━━ DATASET ROWS

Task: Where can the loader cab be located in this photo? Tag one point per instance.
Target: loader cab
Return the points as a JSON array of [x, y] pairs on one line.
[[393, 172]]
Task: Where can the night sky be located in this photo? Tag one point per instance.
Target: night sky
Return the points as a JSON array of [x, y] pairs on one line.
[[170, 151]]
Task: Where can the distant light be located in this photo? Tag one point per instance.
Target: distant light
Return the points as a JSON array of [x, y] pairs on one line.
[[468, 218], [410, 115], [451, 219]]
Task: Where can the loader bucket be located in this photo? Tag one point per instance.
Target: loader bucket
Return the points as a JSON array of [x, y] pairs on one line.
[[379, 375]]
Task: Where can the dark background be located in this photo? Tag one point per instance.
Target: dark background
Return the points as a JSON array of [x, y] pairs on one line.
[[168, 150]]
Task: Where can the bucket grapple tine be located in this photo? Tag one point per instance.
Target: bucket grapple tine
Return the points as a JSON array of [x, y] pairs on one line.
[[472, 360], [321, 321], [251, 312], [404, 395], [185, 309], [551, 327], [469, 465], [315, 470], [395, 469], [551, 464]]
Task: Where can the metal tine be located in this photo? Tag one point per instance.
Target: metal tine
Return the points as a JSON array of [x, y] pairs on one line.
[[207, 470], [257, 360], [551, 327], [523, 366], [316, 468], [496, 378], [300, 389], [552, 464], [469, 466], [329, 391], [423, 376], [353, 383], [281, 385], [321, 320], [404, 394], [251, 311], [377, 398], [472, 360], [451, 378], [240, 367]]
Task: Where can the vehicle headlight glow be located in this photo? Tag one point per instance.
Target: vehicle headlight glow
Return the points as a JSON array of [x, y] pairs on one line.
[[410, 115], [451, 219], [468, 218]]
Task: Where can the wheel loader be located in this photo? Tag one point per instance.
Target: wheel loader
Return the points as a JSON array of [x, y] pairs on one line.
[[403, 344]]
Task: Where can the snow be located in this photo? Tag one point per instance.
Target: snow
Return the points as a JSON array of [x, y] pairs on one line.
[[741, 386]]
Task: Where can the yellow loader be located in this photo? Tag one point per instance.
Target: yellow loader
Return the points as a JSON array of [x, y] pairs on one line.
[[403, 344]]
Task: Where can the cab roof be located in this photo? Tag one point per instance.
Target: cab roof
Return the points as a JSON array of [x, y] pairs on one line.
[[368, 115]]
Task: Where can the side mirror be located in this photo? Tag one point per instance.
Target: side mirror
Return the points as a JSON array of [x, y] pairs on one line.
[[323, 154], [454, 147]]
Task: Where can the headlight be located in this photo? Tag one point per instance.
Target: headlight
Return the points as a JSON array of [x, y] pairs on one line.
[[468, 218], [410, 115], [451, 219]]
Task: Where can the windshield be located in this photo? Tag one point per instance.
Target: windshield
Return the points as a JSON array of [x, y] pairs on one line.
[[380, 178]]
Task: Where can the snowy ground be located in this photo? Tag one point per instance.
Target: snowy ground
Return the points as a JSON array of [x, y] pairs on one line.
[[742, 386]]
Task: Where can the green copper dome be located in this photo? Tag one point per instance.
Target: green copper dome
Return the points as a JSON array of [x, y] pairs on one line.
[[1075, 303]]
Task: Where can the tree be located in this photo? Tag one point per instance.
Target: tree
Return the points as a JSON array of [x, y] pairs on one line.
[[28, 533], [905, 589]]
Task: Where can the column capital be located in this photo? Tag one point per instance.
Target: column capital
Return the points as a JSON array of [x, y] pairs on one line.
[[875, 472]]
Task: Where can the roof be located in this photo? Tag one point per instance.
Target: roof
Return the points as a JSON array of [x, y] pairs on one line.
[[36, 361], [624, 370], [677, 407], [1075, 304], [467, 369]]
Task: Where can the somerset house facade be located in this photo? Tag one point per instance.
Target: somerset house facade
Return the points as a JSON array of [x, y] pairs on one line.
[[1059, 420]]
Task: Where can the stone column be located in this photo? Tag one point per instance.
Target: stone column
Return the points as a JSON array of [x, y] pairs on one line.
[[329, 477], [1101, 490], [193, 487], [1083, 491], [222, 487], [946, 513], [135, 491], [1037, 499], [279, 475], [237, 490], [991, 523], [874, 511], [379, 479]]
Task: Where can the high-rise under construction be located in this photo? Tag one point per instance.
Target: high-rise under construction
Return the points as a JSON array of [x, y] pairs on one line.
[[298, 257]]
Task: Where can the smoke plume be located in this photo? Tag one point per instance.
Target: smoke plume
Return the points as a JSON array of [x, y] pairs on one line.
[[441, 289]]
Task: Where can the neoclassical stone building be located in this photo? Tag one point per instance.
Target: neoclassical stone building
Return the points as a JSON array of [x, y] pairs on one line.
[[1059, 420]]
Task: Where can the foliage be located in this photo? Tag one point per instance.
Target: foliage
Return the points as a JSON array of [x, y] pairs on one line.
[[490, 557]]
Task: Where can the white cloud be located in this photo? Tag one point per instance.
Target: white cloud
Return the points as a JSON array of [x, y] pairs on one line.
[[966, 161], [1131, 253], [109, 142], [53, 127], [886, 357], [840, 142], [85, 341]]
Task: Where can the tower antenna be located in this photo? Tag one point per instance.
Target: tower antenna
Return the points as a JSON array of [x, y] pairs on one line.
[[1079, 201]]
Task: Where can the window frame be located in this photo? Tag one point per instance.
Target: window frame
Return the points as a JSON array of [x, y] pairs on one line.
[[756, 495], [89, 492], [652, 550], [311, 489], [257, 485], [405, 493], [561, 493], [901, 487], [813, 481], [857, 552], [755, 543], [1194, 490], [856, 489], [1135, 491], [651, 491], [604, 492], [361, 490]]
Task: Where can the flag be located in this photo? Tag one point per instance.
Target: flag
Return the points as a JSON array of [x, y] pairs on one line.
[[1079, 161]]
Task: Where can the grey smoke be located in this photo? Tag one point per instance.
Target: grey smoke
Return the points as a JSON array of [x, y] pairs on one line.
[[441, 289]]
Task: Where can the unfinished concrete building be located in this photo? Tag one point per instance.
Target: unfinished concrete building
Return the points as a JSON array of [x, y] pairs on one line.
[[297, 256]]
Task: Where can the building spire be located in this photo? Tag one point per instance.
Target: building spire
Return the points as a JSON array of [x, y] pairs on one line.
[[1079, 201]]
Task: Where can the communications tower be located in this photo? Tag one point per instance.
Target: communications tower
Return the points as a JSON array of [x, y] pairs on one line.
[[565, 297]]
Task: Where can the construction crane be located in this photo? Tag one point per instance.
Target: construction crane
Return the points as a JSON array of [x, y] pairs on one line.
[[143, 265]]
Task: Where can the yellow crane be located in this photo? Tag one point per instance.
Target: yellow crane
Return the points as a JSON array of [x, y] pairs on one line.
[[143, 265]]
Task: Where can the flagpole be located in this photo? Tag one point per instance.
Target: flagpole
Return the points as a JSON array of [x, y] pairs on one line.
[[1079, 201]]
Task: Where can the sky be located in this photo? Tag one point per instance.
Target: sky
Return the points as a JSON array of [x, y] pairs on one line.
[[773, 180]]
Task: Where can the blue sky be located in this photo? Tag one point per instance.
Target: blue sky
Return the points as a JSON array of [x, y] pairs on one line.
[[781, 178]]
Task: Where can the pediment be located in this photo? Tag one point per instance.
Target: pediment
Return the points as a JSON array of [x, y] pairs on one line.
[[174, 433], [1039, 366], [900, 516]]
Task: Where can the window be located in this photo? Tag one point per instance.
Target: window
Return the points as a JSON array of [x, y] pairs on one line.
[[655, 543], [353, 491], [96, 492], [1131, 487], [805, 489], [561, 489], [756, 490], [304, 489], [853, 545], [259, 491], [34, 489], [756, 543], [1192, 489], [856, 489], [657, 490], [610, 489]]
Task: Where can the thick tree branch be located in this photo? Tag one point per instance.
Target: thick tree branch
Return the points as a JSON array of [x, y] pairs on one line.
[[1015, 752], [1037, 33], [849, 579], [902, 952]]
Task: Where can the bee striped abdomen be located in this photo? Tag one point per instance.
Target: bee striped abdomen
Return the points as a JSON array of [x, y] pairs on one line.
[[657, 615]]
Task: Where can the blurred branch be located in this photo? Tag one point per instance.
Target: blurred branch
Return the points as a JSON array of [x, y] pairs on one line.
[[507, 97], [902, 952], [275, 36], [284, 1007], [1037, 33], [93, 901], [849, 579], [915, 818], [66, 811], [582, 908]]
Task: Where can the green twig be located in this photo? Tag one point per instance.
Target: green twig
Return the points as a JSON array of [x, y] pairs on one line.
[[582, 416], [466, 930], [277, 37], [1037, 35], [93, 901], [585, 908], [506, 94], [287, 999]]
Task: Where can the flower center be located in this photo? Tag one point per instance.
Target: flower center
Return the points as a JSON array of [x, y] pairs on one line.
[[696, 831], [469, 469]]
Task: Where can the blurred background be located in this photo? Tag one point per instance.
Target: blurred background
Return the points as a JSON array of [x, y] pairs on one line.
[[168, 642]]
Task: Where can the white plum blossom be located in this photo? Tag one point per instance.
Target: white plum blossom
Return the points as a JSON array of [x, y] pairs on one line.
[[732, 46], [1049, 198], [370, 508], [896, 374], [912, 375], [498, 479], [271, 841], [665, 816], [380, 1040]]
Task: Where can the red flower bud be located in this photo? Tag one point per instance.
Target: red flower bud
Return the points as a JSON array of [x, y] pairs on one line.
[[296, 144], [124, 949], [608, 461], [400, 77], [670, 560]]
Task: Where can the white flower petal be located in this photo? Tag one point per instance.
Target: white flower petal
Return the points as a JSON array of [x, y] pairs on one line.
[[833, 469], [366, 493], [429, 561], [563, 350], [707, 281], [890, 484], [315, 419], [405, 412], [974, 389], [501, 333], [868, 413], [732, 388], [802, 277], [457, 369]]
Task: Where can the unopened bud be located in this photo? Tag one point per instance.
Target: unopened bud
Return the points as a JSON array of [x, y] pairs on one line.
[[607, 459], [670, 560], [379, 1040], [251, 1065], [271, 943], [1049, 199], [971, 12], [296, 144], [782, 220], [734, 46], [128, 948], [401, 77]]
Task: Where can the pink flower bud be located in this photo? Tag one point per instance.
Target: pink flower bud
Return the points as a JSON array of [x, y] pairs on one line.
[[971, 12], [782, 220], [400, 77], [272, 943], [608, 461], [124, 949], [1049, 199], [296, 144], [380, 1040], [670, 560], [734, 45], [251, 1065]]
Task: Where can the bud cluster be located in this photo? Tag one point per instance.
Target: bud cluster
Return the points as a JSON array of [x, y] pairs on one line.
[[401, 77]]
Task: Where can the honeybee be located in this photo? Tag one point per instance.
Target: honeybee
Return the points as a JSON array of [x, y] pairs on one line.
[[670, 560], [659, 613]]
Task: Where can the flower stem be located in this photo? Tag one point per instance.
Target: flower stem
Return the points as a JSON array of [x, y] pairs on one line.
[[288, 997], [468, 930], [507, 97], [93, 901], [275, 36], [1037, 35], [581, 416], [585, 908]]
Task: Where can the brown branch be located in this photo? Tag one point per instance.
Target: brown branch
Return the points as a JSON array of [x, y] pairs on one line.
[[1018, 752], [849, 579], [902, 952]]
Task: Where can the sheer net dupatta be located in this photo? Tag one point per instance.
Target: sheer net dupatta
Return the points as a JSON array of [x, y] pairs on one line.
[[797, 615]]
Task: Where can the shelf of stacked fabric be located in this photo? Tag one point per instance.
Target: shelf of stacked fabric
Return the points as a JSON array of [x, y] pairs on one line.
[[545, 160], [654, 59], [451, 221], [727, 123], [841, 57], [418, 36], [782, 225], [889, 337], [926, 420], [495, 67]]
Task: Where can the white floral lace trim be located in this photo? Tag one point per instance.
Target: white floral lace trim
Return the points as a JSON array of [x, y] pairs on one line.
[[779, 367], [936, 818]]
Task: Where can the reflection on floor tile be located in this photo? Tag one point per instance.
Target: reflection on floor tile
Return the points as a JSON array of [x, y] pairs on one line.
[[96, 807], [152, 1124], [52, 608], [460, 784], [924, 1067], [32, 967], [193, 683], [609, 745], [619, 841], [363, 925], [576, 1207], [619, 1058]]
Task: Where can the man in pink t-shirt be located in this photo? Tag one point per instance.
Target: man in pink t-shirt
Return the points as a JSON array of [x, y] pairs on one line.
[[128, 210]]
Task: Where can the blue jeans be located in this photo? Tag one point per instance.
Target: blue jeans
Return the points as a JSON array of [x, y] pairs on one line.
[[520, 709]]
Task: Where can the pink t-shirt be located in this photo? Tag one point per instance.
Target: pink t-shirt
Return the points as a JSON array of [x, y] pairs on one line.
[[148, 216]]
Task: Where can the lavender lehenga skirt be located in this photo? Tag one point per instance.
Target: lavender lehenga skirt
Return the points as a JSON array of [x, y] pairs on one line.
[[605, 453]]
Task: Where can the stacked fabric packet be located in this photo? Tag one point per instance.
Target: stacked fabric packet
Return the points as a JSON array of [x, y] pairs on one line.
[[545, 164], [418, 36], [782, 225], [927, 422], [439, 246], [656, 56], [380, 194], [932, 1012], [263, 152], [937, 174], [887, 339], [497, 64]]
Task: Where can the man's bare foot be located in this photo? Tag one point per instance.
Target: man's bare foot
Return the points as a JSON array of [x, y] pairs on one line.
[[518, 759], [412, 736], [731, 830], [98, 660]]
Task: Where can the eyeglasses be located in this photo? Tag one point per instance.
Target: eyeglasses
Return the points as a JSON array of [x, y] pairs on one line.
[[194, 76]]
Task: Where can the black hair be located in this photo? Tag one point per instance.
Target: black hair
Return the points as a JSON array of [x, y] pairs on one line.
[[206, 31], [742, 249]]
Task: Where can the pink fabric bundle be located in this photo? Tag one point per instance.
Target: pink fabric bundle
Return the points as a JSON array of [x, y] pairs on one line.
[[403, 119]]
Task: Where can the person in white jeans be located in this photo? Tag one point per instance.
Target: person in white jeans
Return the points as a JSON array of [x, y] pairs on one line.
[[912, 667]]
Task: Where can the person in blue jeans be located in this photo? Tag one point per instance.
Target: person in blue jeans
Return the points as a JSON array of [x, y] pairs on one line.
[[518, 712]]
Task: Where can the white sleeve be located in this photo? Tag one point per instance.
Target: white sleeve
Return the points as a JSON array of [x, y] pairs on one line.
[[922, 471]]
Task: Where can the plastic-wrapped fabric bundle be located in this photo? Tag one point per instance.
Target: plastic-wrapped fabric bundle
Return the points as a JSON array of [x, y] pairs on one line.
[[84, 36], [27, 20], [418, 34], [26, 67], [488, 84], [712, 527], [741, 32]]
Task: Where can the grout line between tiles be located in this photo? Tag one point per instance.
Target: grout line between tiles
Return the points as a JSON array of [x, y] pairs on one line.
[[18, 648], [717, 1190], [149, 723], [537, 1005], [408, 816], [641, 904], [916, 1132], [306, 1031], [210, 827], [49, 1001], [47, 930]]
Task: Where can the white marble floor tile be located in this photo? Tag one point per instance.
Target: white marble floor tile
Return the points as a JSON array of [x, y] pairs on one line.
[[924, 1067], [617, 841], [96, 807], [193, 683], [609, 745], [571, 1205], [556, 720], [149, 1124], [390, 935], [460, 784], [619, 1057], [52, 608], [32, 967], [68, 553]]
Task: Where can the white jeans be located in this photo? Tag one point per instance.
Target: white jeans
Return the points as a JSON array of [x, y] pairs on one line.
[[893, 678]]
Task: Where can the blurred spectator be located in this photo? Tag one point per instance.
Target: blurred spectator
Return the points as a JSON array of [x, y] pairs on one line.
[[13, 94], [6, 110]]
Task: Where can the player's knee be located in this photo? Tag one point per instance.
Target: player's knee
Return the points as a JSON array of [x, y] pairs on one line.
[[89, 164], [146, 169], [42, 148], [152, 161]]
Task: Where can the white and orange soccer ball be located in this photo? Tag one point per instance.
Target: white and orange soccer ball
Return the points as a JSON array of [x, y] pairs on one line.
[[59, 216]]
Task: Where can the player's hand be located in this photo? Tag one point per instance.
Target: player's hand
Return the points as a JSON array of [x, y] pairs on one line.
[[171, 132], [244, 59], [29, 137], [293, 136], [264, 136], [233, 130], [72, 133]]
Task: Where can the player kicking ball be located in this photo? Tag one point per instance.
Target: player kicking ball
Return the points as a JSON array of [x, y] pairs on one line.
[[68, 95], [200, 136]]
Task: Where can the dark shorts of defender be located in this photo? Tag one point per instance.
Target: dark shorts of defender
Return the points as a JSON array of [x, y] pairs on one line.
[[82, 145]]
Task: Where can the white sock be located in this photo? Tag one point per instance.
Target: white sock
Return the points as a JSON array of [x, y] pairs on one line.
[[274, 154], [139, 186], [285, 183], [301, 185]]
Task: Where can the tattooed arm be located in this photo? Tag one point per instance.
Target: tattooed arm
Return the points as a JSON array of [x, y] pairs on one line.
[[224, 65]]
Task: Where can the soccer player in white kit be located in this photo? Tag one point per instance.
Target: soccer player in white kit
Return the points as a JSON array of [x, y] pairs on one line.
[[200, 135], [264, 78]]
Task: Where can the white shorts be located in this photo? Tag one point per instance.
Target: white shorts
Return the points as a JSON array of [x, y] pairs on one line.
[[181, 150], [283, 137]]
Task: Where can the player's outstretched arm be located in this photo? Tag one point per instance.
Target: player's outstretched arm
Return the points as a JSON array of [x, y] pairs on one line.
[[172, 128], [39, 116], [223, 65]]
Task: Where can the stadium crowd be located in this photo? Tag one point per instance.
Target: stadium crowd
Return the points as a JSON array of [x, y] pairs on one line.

━━━━

EXERCISE: Reproduce the data word for word, starting at the line that contains "Task: Where can the blue jeans" and ending at the line that contains "[[922, 471]]", with both of those lines included.

CORRECT RESULT:
Task: Where can the blue jeans be located in this photo? Tag one point per instance.
Target: blue jeans
Return the points as a JSON array of [x, y] pairs on one line.
[[520, 709]]
Task: Where can the pink t-shirt be located in this photo? Tag one point per instance.
Target: pink t-shirt
Return the points as a JSON array of [x, y] pairs on one line.
[[148, 216]]
Task: Where can the lavender lehenga skirt be located in this photo? Tag one point per instance.
Target: lavender lehenga skirt
Return the points as a JSON array of [x, y] pairs on one line.
[[605, 453]]
Task: Where can the stacked fabric packet be located in this photo? Tag one point per instance.
Target: stacked fabric packet
Return the points as a JSON array of [x, y] pairs on one line.
[[545, 164], [418, 36], [782, 225], [927, 422], [439, 246], [656, 56], [380, 194], [932, 1012], [263, 152], [937, 174], [887, 339], [497, 64]]
Task: Where can the man's bare foot be located in this photo? Tag one point per instance.
Target: man's bare foot
Return the points as a JSON array of [x, y] pairs on one line.
[[518, 759], [412, 736], [731, 830], [98, 660]]
Task: Where can the eyeglasses be located in this photo? Tag one point per instance.
Target: eyeglasses
Return the points as a JSON array of [x, y] pairs on one line.
[[194, 76]]
Task: Where can the black hair be located in this photo? Tag one point per instance.
Target: black hair
Return the points as a JSON array of [x, y] pairs on one line.
[[206, 31], [742, 249]]
Task: Where can the pink fabric bundle be located in this photo? Tag one point per instance.
Target: pink fabric bundle
Return the points as a JSON array of [x, y] pairs on one line.
[[403, 119]]
Task: Where can the person in white jeans be located in this photo? Tag one point per instance.
Target: person in white jeans
Return the points as a JSON array of [x, y] pairs on one line.
[[912, 667]]
Task: Where can the person in blue jeans be located in this photo? Tag one point per instance.
Target: person in blue jeans
Return the points as a JSON array of [x, y] pairs on one line.
[[518, 712]]
Task: Where can the white sleeve be located in this photo? Tag one point per instance.
Target: white sleeve
Return the points as a JSON array of [x, y] pairs on one line.
[[922, 471]]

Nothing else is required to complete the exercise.